> **Problem 1**: Can you rewrite the stretch of the New Jersey piece from "More than any" through "Russian-born go-go dancer.", replacing "farmer" with "rancher"?

> **Text shown**:

_ _ _

Once the city’s top-grossing casino when it housed The Golden Nugget and, later, Bally’s, the building has been empty for three years now, the first of six casinos to close since 2014 in a city where poverty is skyrocketing.
Gram by gram, the guy with the broom is hauling the place where Sinatra and Sammy Davis Jr. once headlined off to the dump.
I take a few pictures, look up at the white 22-story-tower and ask him, “How many years do you think it would take for you to haul the whole place away?”
“I’ll be here as long as it takes,” he jokes.
Nine days later and an hour and a half to the north, a Manhattan-bound NJ Transit commuter train careens off the tracks and turns the 109-year-old Beaux Arts train terminal in Hoboken into a scene of horror.
Karl Ward, a site reliability engineer from north Jersey, is in the front car as it flies off the tracks and careens into the waiting room. He stumbles from the wreckage, a sheet metal gash to his knee and another from his ear to his throat.
Miraculously, he survives the crash. Amazingly, he’s not surprised it happened.
Like most of his fellow commuters on a line once hailed as a model of rapid transit, he knows how it’s become a poster child of neglected infrastructure.
There’s the single, century-old, Hurricane Sandy-damaged tunnel that carries trains under the Hudson River whose replacement has become the most urgent infrastructure project in the nation. Apart from the daily grind of delays and cancelled and crowded trains, federal audits show that an accident is twice as likely on NJ Transit than any other passenger line.
That, even more than the trauma of the crash, is what has kept Ward from riding the train again. “If you think about statistics, right, trains are safer than riding in cars, but that only assumes you are somewhere near the middle of the bell curve,” he tells me two months after the crash. “And I know New Jersey Transit is not near the middle of that bell curve.”
So when his wife and kids went to see the Lion King on Broadway in December, he told them to drive.
“I am a very quantitative person. I don’t look at those things and think ‘oh those are numbers and they scare me,’” says Ward. “I work with numbers all the time. I look at those numbers and say there is an elevated risk and I don’t particularly care to put myself in that position in the near future.”
At times, this is what it can feel like to live in and explore New Jersey these days—like everything is falling apart. It feels like maybe the rest of the world should be paying more attention.
But they’re not.
Why? Well, this is New Jersey—a notorious black hole when it comes to media coverage, overshadowed by New York City on one end and Philadelphia on the other.
If Sully Sullenberger had brought his plane down a few miles away in the Hackensack River, it would probably have been much less of a story. The “Miracle on the Hackensack” is just not Hollywood material.
It’s a state that has never had its own commercial network affiliate TV newscast. Massive newspapers like the Philadelphia Inquirer and New York Times, just a river away, treat the state like the hinterlands. Talk show hosts make jokes about us. And public policy makers take us just as seriously.
But the nation overlooks the issues facing New Jersey at its own peril.
More than any other state, New Jersey is a perfect cross section of America. U.S. Census data shows the demographics more closely match the nation’s than 46 other states. But it’s more than numbers—the diversity of experience, of personalities, is stark, wonderful and intoxicating. In an hour’s drive you can meet a farmer with a southern drawl and Confederate Flag on his pickup, a professional surfer, a Wall Street millionaire, and a Russian-born go-go dancer.

_ _ _

> **Record set**:
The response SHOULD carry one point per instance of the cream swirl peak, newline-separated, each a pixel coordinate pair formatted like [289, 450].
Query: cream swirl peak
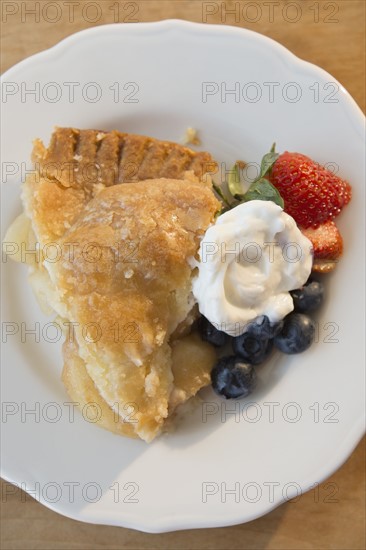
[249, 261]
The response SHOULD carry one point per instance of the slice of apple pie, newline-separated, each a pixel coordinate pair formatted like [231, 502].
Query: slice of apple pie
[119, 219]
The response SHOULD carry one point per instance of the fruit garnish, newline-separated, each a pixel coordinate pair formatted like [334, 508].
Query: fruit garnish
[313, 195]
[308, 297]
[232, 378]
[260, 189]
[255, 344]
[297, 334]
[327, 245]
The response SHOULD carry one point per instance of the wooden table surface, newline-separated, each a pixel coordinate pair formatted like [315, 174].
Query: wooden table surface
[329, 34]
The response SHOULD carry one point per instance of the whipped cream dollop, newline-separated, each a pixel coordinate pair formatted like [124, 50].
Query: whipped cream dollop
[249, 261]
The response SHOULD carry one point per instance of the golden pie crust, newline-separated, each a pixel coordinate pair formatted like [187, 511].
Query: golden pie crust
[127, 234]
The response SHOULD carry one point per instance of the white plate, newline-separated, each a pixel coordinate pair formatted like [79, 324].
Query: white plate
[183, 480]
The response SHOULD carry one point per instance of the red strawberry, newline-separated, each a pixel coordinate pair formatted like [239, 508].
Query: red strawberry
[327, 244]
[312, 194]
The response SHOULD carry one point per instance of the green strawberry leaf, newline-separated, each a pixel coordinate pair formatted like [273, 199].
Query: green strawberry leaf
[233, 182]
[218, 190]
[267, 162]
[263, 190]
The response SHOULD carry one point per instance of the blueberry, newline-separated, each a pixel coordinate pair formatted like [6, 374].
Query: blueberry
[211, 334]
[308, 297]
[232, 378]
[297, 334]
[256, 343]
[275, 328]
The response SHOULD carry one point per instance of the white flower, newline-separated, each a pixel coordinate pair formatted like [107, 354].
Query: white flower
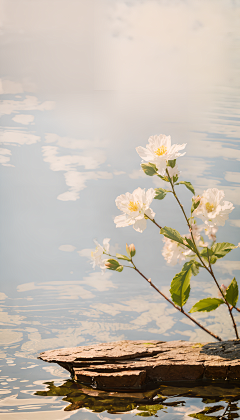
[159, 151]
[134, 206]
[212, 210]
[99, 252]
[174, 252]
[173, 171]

_ _ _

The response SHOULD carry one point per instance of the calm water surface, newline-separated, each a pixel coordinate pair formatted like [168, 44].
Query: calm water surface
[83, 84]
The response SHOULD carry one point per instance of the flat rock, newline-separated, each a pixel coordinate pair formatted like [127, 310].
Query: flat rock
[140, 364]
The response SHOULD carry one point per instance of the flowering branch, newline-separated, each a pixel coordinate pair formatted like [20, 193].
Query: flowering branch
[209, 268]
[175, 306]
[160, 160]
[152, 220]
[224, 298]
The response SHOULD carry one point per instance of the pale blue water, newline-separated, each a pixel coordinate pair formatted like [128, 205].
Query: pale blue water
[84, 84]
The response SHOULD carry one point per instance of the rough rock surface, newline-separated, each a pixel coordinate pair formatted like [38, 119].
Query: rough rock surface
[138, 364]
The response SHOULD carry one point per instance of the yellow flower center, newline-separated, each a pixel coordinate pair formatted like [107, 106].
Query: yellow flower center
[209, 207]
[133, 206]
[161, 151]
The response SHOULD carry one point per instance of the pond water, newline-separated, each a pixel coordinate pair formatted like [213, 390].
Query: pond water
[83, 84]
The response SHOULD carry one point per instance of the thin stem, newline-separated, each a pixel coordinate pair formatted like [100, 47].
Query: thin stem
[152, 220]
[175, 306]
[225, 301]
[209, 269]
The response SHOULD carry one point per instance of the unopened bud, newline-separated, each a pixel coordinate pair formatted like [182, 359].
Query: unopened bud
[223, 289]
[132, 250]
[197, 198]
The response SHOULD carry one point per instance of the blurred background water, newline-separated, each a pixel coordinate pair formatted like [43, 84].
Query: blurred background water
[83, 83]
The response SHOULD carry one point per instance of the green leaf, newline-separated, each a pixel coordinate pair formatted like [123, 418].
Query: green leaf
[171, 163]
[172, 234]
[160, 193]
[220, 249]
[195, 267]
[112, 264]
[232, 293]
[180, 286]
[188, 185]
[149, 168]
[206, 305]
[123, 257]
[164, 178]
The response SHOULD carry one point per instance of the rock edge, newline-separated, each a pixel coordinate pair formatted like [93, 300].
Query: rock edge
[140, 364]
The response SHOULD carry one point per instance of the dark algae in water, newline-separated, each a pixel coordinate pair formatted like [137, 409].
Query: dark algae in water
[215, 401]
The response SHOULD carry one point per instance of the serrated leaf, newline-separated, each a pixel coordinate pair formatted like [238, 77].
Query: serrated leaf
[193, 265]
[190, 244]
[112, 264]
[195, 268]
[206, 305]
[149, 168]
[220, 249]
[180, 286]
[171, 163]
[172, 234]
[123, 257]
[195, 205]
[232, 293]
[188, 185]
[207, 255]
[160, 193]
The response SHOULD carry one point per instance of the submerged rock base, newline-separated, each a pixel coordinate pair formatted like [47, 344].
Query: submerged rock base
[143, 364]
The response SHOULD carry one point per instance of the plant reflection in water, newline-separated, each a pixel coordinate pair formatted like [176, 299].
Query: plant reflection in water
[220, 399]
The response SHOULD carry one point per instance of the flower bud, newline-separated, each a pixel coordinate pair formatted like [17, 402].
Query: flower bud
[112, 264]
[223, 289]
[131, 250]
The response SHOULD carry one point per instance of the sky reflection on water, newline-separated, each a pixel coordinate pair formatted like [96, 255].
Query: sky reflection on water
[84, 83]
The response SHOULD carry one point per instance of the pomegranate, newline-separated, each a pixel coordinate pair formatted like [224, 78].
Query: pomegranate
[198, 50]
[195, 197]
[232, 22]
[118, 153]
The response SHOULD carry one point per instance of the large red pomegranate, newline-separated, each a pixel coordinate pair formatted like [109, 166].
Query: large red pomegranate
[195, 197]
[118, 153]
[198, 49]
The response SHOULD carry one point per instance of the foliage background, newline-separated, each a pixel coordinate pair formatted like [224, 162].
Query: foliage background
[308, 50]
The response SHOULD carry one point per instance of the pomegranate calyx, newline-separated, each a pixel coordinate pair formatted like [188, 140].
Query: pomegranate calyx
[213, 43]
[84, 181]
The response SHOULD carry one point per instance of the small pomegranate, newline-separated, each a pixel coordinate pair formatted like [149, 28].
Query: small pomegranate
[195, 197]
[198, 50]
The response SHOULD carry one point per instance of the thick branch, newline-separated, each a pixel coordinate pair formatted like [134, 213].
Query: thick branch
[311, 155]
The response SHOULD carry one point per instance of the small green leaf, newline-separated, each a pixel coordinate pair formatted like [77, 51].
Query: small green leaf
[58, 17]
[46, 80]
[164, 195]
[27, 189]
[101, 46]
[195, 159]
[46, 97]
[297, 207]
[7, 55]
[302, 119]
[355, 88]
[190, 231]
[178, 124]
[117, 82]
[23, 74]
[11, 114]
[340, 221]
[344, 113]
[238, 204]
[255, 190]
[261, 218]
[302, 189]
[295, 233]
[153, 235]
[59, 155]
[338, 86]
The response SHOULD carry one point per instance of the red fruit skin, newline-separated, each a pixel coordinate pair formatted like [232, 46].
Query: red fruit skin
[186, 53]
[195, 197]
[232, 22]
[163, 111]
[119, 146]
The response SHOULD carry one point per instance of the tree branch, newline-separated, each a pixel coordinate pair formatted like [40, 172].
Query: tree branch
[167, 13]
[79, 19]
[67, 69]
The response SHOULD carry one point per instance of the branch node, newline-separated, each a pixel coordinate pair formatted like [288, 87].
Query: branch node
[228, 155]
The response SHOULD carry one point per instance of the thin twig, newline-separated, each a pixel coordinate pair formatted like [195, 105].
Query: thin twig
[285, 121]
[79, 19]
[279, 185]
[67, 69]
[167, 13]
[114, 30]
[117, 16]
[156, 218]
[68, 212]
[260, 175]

_ _ _

> **Problem 2**: Which lines of the records contain the string "foliage"? List each one in full.

> **Full output 1**:
More than any other state, New Jersey is a perfect cross section of America. U.S. Census data shows the demographics more closely match the nation’s than 46 other states. But it’s more than numbers—the diversity of experience, of personalities, is stark, wonderful and intoxicating. In an hour’s drive you can meet a rancher with a southern drawl and Confederate Flag on his pickup, a professional surfer, a Wall Street millionaire, and a Russian-born go-go dancer.

> **Full output 2**:
The response SHOULD carry one point per instance of the foliage background, newline-separated, each a pixel coordinate pair formatted like [224, 162].
Query: foliage background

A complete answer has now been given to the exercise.